— START Records provided —

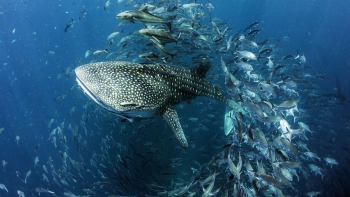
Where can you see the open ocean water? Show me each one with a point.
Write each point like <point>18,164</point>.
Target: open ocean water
<point>55,141</point>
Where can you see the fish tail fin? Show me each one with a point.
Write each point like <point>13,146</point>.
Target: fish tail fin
<point>169,25</point>
<point>236,106</point>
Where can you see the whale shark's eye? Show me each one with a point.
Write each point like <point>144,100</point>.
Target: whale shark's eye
<point>128,104</point>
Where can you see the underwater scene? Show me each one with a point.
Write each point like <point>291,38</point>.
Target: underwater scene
<point>121,98</point>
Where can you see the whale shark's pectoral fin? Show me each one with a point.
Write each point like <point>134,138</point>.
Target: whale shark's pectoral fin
<point>172,119</point>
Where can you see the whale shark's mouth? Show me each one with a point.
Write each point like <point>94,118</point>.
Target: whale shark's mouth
<point>94,97</point>
<point>129,114</point>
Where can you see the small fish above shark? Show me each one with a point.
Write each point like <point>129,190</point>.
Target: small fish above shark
<point>144,16</point>
<point>136,91</point>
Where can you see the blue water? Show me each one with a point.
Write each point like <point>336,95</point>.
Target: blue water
<point>35,50</point>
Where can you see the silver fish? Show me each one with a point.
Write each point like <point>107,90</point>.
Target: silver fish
<point>143,16</point>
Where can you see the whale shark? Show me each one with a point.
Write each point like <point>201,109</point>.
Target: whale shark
<point>136,91</point>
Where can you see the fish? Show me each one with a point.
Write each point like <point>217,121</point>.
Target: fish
<point>69,25</point>
<point>159,34</point>
<point>27,175</point>
<point>2,186</point>
<point>107,4</point>
<point>138,91</point>
<point>151,55</point>
<point>20,193</point>
<point>159,46</point>
<point>112,35</point>
<point>142,15</point>
<point>42,190</point>
<point>246,55</point>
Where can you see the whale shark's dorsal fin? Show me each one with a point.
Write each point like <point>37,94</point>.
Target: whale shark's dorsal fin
<point>170,116</point>
<point>200,69</point>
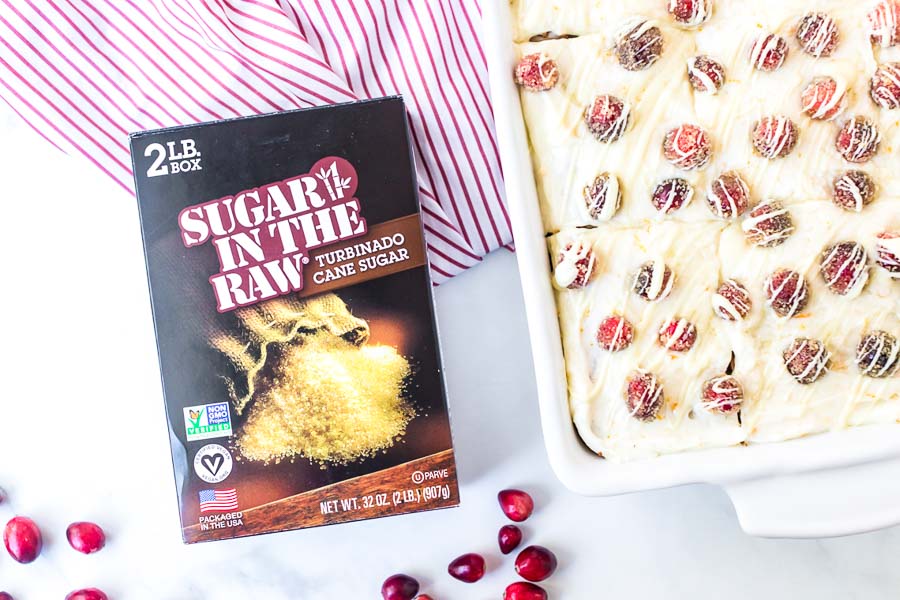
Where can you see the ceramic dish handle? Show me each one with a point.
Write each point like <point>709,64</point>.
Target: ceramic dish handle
<point>822,503</point>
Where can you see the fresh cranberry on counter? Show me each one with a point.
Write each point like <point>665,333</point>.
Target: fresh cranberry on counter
<point>535,563</point>
<point>509,538</point>
<point>86,537</point>
<point>399,587</point>
<point>22,539</point>
<point>516,504</point>
<point>522,590</point>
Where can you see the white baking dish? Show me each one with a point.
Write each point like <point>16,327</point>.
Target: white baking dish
<point>824,485</point>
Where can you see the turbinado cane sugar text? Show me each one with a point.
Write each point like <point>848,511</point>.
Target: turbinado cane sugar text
<point>294,320</point>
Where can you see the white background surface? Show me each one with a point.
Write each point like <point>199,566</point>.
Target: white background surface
<point>83,437</point>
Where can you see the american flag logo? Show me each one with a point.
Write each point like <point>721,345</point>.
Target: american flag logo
<point>218,500</point>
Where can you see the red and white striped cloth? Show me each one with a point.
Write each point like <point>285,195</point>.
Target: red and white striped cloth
<point>85,73</point>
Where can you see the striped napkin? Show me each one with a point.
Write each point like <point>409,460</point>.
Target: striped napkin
<point>85,73</point>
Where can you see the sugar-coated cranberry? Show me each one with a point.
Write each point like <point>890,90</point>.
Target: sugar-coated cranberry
<point>706,75</point>
<point>653,281</point>
<point>86,537</point>
<point>537,72</point>
<point>768,52</point>
<point>671,195</point>
<point>508,538</point>
<point>644,395</point>
<point>723,394</point>
<point>615,333</point>
<point>535,563</point>
<point>845,267</point>
<point>640,46</point>
<point>823,100</point>
<point>878,354</point>
<point>22,539</point>
<point>728,195</point>
<point>774,136</point>
<point>853,190</point>
<point>399,587</point>
<point>87,594</point>
<point>690,13</point>
<point>575,266</point>
<point>468,568</point>
<point>607,118</point>
<point>603,197</point>
<point>769,224</point>
<point>806,360</point>
<point>817,34</point>
<point>887,250</point>
<point>523,590</point>
<point>732,301</point>
<point>884,23</point>
<point>787,292</point>
<point>687,147</point>
<point>858,140</point>
<point>677,335</point>
<point>885,86</point>
<point>516,504</point>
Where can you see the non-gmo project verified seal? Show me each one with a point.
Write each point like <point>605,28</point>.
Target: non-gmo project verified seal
<point>207,421</point>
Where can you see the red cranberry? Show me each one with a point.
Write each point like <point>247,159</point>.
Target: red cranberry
<point>774,136</point>
<point>516,504</point>
<point>644,395</point>
<point>671,195</point>
<point>86,537</point>
<point>884,23</point>
<point>535,563</point>
<point>878,354</point>
<point>817,34</point>
<point>640,46</point>
<point>723,394</point>
<point>768,53</point>
<point>844,267</point>
<point>787,292</point>
<point>885,86</point>
<point>728,195</point>
<point>853,190</point>
<point>806,360</point>
<point>732,301</point>
<point>888,251</point>
<point>603,197</point>
<point>468,568</point>
<point>653,281</point>
<point>822,100</point>
<point>576,266</point>
<point>615,333</point>
<point>607,118</point>
<point>678,335</point>
<point>87,594</point>
<point>768,224</point>
<point>509,538</point>
<point>522,590</point>
<point>687,147</point>
<point>537,72</point>
<point>399,587</point>
<point>858,140</point>
<point>706,75</point>
<point>22,539</point>
<point>690,13</point>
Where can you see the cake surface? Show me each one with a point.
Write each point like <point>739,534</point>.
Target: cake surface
<point>754,144</point>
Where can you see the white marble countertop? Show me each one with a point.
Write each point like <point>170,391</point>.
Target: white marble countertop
<point>83,437</point>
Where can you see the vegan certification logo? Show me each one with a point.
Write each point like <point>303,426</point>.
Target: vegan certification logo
<point>207,421</point>
<point>213,463</point>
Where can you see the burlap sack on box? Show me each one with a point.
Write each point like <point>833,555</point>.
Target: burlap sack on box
<point>280,321</point>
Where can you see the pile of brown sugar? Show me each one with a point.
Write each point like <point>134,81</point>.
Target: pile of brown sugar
<point>328,400</point>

— END Records provided —

Render the stretch from the line containing "Where can you see the whale shark?" through the line containing "<point>246,55</point>" as a Markdown table with the columns Row and Line, skipping any blank lines. Include only those lines.

| Row | Line |
|---|---|
| 1 | Where can you see the whale shark? Show me each one with a point. |
| 2 | Write each point like <point>201,109</point>. |
| 3 | Target: whale shark |
| 4 | <point>136,91</point> |
| 5 | Where can you see the fish? Show me each one with a point. |
| 6 | Write each point like <point>217,121</point>. |
| 7 | Target: fish |
| 8 | <point>69,25</point> |
| 9 | <point>159,34</point> |
| 10 | <point>27,175</point> |
| 11 | <point>2,186</point> |
| 12 | <point>107,4</point> |
| 13 | <point>138,91</point> |
| 14 | <point>151,55</point> |
| 15 | <point>20,193</point> |
| 16 | <point>159,46</point> |
| 17 | <point>112,35</point> |
| 18 | <point>142,15</point> |
| 19 | <point>42,190</point> |
| 20 | <point>246,55</point> |